● PASSAGE GIVEN:
# Totaline thermostat trouble shooting



## Goldwing93 (Jan 11, 2008)

I have a Totaline thermost model P474-0100 which controls a NORDYNE heat pump model P3RC-042K. I went away for a few weeks and when I returned the Totaline thermostat will not work.
I am trying to see if the problem is the thermostat or something else. The LCD on the thermostat is blank, not lit. The light on the thermostat is not lit. I measure 28 volts on the thermostat between the R terminal (24v hot) and the C terminal (24v common). Does this sound like the problem is the thermostat? What else could I measure to prove or disprove where the problem is?
Thanks so much in advance. 
Ron


----------



## bigMikeB (May 31, 2007)

If it has power and no display, it's cooked.


----------



## Goldwing93 (Jan 11, 2008)

*Replaced t-stat took care of problem*

Thanks bigMikeB. I replaced t-stat which took care of problem.

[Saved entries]
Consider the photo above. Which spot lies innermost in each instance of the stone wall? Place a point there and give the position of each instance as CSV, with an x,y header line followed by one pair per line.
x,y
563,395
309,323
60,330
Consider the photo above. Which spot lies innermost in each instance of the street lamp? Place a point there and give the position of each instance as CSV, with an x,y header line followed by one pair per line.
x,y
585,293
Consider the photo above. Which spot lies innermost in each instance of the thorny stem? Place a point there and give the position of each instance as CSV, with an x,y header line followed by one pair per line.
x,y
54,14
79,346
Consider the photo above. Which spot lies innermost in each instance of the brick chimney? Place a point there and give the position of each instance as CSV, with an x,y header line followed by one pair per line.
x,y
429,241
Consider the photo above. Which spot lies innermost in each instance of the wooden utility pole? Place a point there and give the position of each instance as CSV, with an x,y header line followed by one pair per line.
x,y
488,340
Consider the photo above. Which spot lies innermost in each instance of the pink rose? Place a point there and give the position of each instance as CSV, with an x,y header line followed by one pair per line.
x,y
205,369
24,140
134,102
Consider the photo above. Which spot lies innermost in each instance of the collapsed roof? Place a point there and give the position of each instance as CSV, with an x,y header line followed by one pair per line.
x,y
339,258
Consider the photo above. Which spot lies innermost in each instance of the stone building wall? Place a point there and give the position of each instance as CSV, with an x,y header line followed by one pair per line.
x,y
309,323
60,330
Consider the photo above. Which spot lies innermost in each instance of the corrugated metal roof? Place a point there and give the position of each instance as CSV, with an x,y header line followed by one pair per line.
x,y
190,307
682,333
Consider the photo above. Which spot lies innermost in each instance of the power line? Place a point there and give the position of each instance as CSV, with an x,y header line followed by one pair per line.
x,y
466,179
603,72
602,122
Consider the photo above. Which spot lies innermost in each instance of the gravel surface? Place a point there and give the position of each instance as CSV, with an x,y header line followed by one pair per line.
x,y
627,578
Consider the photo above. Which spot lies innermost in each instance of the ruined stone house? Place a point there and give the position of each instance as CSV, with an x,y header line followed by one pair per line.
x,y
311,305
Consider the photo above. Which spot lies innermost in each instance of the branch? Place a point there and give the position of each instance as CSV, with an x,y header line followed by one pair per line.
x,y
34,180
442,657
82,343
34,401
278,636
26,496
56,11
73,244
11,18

● EXERCISE: Pick up the thermostat troubleshooting thread after its final post and extend it.

● FINAL ANSWER:
----------



## ikenjet (Jul 31, 2009)

*Totaline problem*

Just joined the board. I have a Totaline P474-1100F Wireless Programmable Digital Thermostat. I have two stand-alone thermostats, and one unit on the wall hardwired. That unit has four LEDS, Heat, Cool, Fan and Power. Normally the Power is lit, but now all are dark. Breakers are all normal. I live in Phoenix...108F so it sucks not having the A/C. Any ideas....perhaps a reset of any or all of the unit? Seems the two T.S. are not talking to the wall unit...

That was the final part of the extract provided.